## Excerpted text
▬▬▬▬▬▬▬▬▬▬

Before the effective filing date of the claimed invention, it would have been obvious to one of ordinary skill in the art to modify Guo with perform a back motion video in a video file format for returning to a reference frame of the standby state video; generating from the reference frame as taught by Chapman. The motivation for doing is to have less expensive video production. 

Regarding claim 2, see rejection on claim 9.
Regarding claim 3, see rejection on claim 10.
Regarding claim 4, see rejection on claim 11.
Regarding claim 5, see rejection on claim 12.
Regarding claim 6, see rejection on claim 13.
Regarding claim 7, see rejection on claim 14.

Regarding claim 8, Guo discloses an apparatus for providing a speech video ([0014], [0017] - FIG. 1 illustrates a suitable computing system environment 100 includes memory stores instruction to be executed by a processor to perform the methods. [0017] a general purpose computing device in the form of a computer 110. [0007] - a speech synthesizer receives input from a user for speech synthesis and provides an audio output signal. Fig. 4 is a video system.), 
the apparatus comprising a speech state image generator configured to generate a plurality of speech state images based on a source of speech contents during reproduction of a standby state video in which a person in the video is in a standby state ([0090] superimposing upon the background video a video sequence of the jaw and mouth, which is lip-synced according to the spoken sentence or voice output, generate. [0090] The resulting triphone sequences of the mouth and jaw are then stitched into, or superimposed on the background video.

▬▬▬▬▬▬▬▬▬▬

## Dataset records

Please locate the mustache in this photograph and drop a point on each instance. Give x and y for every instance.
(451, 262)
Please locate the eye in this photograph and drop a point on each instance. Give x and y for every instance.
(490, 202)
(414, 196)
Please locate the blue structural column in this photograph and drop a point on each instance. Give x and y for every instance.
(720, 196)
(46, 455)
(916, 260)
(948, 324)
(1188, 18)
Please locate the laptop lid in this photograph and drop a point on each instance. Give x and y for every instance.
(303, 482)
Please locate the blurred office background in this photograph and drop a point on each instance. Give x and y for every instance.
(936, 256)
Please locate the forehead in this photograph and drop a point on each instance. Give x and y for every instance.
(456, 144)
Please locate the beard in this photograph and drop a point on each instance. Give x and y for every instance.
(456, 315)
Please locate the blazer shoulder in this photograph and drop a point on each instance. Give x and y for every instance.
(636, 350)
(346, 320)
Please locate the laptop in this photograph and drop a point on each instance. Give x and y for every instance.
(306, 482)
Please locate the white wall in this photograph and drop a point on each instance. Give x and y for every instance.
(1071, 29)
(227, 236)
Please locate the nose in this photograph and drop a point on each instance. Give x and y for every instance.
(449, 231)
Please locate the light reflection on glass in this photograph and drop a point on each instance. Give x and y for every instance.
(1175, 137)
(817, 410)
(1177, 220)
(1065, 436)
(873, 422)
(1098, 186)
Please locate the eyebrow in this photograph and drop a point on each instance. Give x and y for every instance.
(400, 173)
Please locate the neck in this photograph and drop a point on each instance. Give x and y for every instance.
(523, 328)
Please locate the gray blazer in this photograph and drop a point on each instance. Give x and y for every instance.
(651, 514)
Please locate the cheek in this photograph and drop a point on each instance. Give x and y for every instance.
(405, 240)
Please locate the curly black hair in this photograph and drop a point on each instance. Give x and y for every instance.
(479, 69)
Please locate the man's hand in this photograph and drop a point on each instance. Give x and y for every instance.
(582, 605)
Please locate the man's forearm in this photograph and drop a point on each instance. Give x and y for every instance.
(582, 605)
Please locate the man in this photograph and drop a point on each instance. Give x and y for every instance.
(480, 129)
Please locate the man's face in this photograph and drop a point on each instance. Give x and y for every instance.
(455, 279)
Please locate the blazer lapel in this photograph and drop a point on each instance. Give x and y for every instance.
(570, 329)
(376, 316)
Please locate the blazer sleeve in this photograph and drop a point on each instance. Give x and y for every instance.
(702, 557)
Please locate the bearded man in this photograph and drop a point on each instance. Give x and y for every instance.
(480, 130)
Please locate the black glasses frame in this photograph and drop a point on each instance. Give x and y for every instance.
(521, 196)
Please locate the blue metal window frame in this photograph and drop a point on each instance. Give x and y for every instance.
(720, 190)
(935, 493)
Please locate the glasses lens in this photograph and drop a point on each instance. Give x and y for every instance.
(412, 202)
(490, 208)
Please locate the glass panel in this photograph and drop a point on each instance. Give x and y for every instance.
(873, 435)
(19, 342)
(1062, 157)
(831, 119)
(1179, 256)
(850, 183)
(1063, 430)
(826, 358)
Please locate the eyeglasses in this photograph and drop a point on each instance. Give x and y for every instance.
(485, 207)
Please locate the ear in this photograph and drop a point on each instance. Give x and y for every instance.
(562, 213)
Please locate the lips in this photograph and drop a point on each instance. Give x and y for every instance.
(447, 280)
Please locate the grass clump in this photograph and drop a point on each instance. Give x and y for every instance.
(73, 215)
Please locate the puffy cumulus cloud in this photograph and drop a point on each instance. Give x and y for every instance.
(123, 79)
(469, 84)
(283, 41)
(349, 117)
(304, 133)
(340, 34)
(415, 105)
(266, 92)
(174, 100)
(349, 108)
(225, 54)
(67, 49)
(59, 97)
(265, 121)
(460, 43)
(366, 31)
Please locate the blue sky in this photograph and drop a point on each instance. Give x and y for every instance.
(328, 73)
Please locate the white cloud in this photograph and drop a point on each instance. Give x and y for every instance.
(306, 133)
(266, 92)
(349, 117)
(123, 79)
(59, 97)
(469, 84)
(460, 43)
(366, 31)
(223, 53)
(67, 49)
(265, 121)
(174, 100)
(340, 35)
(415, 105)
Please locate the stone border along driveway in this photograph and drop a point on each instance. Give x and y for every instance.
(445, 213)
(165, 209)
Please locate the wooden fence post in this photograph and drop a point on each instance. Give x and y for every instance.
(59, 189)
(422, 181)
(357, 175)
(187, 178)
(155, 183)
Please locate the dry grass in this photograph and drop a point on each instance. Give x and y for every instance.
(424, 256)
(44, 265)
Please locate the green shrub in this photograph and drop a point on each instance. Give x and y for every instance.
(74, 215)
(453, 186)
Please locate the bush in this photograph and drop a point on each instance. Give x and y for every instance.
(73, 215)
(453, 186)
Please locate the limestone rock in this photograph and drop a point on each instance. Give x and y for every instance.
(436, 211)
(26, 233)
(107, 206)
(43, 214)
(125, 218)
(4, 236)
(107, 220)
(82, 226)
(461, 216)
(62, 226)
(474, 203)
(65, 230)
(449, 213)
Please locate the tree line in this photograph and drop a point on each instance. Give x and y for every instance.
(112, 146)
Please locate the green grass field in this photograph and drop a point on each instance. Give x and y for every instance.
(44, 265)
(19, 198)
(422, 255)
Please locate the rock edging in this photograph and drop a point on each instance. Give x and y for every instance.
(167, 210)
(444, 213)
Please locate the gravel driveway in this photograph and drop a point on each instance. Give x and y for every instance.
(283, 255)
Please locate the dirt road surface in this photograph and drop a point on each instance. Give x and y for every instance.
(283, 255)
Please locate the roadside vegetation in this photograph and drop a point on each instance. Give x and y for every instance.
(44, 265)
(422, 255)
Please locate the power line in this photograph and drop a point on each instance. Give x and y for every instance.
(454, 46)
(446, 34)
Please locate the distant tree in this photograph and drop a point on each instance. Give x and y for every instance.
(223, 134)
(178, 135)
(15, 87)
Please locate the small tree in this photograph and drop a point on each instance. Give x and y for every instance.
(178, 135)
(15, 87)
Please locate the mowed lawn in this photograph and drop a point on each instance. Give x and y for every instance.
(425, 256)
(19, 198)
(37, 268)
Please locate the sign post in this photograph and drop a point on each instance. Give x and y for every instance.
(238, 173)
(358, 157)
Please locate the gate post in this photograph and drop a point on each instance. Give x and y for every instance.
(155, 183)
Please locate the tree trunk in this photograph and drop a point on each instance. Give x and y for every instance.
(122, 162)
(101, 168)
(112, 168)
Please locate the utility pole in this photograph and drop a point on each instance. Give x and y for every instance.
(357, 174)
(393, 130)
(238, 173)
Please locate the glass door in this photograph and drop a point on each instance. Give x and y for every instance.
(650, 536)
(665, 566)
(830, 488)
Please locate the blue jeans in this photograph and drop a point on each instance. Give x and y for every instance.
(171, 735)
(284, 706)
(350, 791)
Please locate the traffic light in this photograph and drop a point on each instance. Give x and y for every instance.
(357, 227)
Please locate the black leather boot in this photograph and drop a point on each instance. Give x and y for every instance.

▬▬▬▬▬▬▬▬▬▬

## Exercise A
In the patent rejection excerpt, what motivation is given for modifying Guo as taught by Chapman?
## Exercise B
Revise the patent rejection excerpt starting with "Regarding claim 2, see" and going on through "on claim 12.", putting "analysis" in place of "rejection".
The records were gathered from a source other than the text.

## Final result A
To have less expensive video production.

## Final result B
Regarding claim 2, see analysis on claim 9.
Regarding claim 3, see analysis on claim 10.
Regarding claim 4, see analysis on claim 11.
Regarding claim 5, see analysis on claim 12.